DOCUMENT EXCERPT:

*****

Private equity investors continue to target DSOs due to their profitability and stability during economic downturns.
Barry Lyon, DDS, dental director for Main Street Children’s Dentistry and Orthodontics and Dental Care Alliance, recently spoke with Becker’s to discuss the benefits of private equity investments for DSOs.
Editor’s note: This Q&A is part of a weekly series featuring Dr. Lyon focused on topics in the dental industry and DSO field. The views expressed are those of Dr. Lyon and do not necessarily reflect those of Main Street Children’s Dentistry and Orthodontics or Dental Care Alliance.
This response was lightly edited for clarity and length.
Dr. Barry Lyon:
In the mid-to-late 1990s, DSOs began developing relationships with private equity firms. Heartland Dental, Smile Brands and Aspen Dental were among the earliest to become involved. Other than eye care, dentistry has probably been among the most active targets for outside investment. As PE investors increased their focus on healthcare, attention has been drawn by specialty dental practices such as endodontics, pediatric dentistry, periodontics, and oral and maxillofacial surgery. Investment significantly quickened around 2015 and grew dramatically from 2019-2021, becoming a major trend in healthcare services.

*****

SUPPLIED DATA:
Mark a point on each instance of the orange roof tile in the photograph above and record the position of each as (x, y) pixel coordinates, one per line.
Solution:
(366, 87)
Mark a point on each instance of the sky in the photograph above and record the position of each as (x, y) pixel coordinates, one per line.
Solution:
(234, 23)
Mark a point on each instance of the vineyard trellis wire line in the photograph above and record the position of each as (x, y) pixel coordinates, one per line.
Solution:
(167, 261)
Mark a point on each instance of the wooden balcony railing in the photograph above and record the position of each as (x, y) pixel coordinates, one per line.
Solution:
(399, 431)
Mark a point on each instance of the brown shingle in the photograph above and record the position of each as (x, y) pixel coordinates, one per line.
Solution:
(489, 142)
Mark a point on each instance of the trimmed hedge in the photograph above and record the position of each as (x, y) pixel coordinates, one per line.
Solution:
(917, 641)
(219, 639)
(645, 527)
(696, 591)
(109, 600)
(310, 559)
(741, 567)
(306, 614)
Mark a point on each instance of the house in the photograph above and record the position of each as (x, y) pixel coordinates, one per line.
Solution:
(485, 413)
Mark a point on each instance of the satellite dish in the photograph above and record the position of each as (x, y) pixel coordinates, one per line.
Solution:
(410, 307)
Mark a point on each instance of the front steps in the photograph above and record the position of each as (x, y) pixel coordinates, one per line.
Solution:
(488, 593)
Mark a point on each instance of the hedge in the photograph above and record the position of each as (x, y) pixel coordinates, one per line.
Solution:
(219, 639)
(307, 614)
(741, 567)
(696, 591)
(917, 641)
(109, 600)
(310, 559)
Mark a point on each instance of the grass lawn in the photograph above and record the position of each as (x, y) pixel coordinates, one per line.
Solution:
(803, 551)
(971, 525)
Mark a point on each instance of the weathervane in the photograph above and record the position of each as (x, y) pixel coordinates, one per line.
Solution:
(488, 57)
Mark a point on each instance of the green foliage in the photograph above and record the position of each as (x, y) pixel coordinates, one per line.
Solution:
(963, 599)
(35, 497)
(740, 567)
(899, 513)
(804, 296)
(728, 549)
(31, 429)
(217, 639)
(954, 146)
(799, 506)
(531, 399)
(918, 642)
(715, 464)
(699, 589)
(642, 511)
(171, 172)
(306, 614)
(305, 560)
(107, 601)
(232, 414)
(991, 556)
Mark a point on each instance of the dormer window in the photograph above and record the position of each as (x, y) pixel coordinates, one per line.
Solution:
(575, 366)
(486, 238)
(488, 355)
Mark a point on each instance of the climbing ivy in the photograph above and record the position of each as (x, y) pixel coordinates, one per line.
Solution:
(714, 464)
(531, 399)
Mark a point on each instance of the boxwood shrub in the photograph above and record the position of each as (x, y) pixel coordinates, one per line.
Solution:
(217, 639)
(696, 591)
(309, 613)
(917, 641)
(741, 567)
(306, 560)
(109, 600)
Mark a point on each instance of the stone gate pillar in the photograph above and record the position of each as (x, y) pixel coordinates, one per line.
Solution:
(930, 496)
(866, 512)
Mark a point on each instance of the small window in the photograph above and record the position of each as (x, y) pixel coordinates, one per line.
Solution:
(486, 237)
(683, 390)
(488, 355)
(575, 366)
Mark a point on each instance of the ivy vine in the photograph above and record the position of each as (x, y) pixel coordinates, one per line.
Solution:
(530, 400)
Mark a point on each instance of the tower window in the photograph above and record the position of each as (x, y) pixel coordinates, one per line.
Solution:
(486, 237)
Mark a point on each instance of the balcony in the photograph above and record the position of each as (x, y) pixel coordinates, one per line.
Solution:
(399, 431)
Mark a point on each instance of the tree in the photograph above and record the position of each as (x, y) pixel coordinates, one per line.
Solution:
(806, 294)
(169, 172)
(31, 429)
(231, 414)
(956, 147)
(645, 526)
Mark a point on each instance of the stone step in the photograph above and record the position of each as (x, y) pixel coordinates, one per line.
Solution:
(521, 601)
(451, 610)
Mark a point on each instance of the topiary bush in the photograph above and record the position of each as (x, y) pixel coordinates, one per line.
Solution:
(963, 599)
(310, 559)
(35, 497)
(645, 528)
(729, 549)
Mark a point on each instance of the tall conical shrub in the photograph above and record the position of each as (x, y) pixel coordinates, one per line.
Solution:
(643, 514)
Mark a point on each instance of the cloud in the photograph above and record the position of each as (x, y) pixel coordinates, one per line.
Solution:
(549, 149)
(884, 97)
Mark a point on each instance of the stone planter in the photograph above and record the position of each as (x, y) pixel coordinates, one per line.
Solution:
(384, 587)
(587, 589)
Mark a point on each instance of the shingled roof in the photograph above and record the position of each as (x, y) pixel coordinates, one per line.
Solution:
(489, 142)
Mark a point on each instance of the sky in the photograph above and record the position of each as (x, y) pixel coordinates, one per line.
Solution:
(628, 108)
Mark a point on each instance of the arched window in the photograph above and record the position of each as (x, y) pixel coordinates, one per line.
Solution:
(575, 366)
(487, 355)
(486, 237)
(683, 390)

*****

PROBLEM TO WORK ON: Reproduce word for word the part of the private equity and DSOs article above that starts at the words "Private equity investors" and stops after "investments for DSOs.".

EXERCISE SOLUTION:
Private equity investors continue to target DSOs due to their profitability and stability during economic downturns.
Barry Lyon, DDS, dental director for Main Street Children’s Dentistry and Orthodontics and Dental Care Alliance, recently spoke with Becker’s to discuss the benefits of private equity investments for DSOs.